» **Records shown**:
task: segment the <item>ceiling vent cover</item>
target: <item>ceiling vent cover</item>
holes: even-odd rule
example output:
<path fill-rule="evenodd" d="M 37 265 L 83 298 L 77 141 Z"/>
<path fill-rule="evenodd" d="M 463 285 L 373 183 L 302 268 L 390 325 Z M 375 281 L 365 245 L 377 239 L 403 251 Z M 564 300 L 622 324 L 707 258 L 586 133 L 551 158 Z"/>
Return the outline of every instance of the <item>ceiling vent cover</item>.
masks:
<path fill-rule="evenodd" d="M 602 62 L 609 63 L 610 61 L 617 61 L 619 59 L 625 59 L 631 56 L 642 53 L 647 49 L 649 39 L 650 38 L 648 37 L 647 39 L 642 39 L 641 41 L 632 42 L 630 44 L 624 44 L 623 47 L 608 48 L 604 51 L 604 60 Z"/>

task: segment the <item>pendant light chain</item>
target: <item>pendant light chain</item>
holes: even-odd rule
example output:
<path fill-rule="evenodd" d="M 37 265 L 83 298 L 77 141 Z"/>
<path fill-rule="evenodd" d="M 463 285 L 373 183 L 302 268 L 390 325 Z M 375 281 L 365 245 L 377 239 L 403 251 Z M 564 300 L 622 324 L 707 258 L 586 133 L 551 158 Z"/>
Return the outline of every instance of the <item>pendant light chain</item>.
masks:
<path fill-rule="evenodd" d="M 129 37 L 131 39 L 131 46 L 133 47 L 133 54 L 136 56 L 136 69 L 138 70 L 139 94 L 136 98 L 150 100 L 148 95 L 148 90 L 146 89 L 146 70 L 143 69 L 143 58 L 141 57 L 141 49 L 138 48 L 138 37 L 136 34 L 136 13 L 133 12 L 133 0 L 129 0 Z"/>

» **Your goal**: Copy out the whole listing exactly as written.

» **Task result**:
task: segment the <item>ceiling vent cover</item>
target: <item>ceiling vent cover</item>
holes: even-odd rule
example output:
<path fill-rule="evenodd" d="M 37 265 L 83 298 L 77 141 Z"/>
<path fill-rule="evenodd" d="M 463 285 L 373 183 L 302 268 L 390 325 Z M 375 281 L 365 245 L 377 239 L 403 251 Z M 564 300 L 622 324 L 707 258 L 586 133 L 551 158 Z"/>
Return the outline of every instance of the <item>ceiling vent cover</item>.
masks:
<path fill-rule="evenodd" d="M 602 62 L 609 63 L 610 61 L 617 61 L 619 59 L 625 59 L 631 56 L 642 53 L 647 49 L 649 39 L 650 38 L 648 37 L 647 39 L 642 39 L 641 41 L 632 42 L 630 44 L 624 44 L 623 47 L 608 48 L 604 51 L 604 60 Z"/>

task: segment the <item>pendant light chain</item>
target: <item>pendant light chain</item>
holes: even-odd rule
example output:
<path fill-rule="evenodd" d="M 37 265 L 83 298 L 77 141 Z"/>
<path fill-rule="evenodd" d="M 463 285 L 373 183 L 302 268 L 390 325 Z M 375 281 L 365 245 L 377 239 L 403 251 Z M 564 300 L 622 324 L 707 258 L 586 133 L 551 158 Z"/>
Return the outline of every instance of the <item>pendant light chain</item>.
masks:
<path fill-rule="evenodd" d="M 129 37 L 131 39 L 131 46 L 133 47 L 133 54 L 136 56 L 136 69 L 138 70 L 139 94 L 136 98 L 150 100 L 148 95 L 148 90 L 146 89 L 146 70 L 143 69 L 143 58 L 141 57 L 141 49 L 138 48 L 138 37 L 136 34 L 136 13 L 133 12 L 133 0 L 129 0 Z"/>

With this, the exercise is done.